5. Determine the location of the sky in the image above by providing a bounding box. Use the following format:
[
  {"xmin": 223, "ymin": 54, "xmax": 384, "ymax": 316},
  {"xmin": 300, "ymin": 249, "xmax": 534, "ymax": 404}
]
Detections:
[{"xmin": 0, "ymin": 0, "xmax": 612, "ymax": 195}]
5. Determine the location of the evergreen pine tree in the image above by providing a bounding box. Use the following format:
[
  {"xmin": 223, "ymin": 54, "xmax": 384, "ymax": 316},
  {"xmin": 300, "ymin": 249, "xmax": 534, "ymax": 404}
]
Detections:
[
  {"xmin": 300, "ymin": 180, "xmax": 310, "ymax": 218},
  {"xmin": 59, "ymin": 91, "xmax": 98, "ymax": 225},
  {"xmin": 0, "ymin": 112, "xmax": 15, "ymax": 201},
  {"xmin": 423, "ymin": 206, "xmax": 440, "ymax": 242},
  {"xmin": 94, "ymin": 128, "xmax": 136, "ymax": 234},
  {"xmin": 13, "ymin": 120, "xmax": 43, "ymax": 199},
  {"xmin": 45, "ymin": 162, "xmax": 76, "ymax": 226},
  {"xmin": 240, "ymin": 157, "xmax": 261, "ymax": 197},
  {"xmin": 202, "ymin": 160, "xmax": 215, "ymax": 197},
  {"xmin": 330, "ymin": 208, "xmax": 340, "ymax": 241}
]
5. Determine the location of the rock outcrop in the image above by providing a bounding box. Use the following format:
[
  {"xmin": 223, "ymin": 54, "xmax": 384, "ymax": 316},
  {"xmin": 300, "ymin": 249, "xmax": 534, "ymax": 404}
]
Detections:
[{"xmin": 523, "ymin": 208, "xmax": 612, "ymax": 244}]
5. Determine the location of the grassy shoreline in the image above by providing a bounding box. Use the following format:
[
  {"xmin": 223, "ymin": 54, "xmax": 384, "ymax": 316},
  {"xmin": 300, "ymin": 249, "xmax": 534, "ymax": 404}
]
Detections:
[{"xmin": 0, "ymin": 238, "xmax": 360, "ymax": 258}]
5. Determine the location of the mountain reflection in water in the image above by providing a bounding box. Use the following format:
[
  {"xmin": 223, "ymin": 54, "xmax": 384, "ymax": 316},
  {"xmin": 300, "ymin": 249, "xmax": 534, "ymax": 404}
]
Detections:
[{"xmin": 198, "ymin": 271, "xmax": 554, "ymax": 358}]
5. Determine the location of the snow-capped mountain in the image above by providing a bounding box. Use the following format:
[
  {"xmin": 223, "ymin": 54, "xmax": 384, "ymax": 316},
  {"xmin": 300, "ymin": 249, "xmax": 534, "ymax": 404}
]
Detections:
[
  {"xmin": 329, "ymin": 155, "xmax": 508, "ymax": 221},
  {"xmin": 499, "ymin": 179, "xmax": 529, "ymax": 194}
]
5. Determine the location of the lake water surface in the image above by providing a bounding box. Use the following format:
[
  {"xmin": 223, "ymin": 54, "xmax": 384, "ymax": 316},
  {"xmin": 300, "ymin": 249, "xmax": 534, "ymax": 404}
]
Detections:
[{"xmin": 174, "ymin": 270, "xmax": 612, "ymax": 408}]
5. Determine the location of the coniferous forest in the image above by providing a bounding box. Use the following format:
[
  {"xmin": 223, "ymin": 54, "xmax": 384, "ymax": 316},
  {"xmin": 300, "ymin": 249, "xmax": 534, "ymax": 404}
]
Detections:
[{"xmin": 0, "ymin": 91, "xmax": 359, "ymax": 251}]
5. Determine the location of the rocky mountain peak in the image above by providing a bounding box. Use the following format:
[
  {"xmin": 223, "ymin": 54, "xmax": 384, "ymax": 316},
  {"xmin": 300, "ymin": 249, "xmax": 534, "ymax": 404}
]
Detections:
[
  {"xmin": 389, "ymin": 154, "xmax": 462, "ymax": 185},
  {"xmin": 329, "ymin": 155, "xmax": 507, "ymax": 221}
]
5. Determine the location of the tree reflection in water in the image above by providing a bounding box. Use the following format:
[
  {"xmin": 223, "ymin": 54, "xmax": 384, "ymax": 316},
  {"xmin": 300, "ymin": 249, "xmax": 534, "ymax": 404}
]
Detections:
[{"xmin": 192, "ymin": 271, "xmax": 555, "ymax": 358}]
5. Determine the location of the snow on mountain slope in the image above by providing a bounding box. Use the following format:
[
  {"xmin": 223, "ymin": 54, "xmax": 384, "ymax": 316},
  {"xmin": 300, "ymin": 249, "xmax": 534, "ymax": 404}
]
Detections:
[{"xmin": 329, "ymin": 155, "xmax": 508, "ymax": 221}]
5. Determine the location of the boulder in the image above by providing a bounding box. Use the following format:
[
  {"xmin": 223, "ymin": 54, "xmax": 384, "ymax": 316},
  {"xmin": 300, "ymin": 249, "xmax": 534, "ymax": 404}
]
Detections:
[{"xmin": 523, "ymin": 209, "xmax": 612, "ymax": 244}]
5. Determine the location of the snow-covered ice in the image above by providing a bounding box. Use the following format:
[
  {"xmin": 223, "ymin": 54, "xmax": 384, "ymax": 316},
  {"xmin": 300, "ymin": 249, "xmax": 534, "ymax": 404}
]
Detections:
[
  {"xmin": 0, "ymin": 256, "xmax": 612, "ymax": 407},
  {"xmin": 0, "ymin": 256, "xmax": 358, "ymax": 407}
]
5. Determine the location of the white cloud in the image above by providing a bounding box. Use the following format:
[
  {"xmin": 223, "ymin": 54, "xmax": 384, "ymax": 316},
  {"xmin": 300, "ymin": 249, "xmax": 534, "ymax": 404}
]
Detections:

● ● ● ● ●

### [Task requirements]
How many lines in the data above contain the string "mountain"? Case counts. Reply with the number alone.

### [Solution to this task]
4